:: Your assignment ::
Leave out the pictures and reproduce all of the data exactly.

____________________

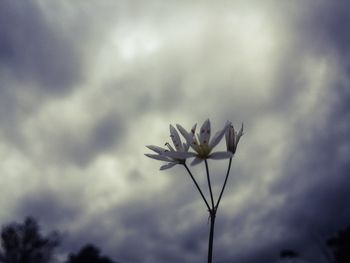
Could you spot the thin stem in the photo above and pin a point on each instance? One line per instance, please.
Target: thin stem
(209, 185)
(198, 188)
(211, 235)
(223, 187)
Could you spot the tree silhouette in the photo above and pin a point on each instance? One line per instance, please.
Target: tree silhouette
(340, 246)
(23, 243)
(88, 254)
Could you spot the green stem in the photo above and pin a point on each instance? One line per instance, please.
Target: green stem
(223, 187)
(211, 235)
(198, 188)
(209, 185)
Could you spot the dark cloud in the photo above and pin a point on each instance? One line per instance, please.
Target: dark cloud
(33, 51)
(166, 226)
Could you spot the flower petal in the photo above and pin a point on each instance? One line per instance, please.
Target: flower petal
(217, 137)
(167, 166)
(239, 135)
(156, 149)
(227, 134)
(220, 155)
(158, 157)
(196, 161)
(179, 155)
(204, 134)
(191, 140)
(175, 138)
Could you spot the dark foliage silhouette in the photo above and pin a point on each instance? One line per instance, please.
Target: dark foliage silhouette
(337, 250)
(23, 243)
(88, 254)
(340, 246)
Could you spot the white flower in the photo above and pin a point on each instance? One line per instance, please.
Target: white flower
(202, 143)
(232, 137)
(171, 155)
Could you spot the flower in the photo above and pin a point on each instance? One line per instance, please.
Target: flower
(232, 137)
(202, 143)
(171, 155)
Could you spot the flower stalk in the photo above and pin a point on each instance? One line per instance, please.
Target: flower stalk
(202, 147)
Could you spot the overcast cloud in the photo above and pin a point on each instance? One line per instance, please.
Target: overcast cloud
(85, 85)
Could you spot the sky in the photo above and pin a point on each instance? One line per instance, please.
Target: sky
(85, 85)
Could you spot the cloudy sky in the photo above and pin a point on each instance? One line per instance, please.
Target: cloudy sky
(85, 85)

____________________

:: Written answer ::
Could you spot the thin stem in the photo above and pin a point on each instance? One line per instance, please.
Target: thin stem
(209, 185)
(198, 188)
(211, 235)
(223, 187)
Could you spot the tree silhouette in the photo above and pin a point on each instance? One line per instance, please.
Target: tree silhouette
(340, 246)
(23, 243)
(88, 254)
Could you spot the green stem in the photo above and pin a point on each instance? One line per instance, please.
Target: green stem
(223, 187)
(211, 235)
(198, 188)
(209, 185)
Could you spot the dark cloud in the photo above and pin a point on each instance? One line per instance, please.
Target: dark cloud
(33, 51)
(166, 226)
Could you spot the flower petal in the photo above and pin a point on each instance? One line per instance, please.
Target: flower petal
(217, 137)
(167, 166)
(239, 135)
(156, 149)
(227, 134)
(220, 155)
(158, 157)
(196, 161)
(179, 155)
(204, 134)
(191, 140)
(175, 138)
Could you spot the dark foliage silhouette in the photo above and pin a point on each instance? One line per instance, please.
Target: dark foliage silhouette
(337, 250)
(23, 243)
(88, 254)
(340, 246)
Could you spot the white flower in the photo above and pin a point on each instance? One line per instance, please.
Target: white flower
(202, 143)
(232, 137)
(171, 155)
Could you spot the flower in the photo above and pin a point on each instance? One line per instance, please.
Target: flower
(232, 137)
(202, 143)
(171, 155)
Could you spot the flower stalk in the photo above and pin a point on each instance? One line per instance, please.
Target: flower stalk
(202, 147)
Could you spot the overcast cloud in the photo above and pin a point on each instance? One line per instance, please.
Target: overcast cloud
(85, 85)
Could you spot the sky in the photo above and pin a point on each instance? One line per instance, please.
Target: sky
(85, 85)
Could you spot the cloudy sky in the photo above and pin a point on each instance? One line per instance, please.
Target: cloudy sky
(85, 85)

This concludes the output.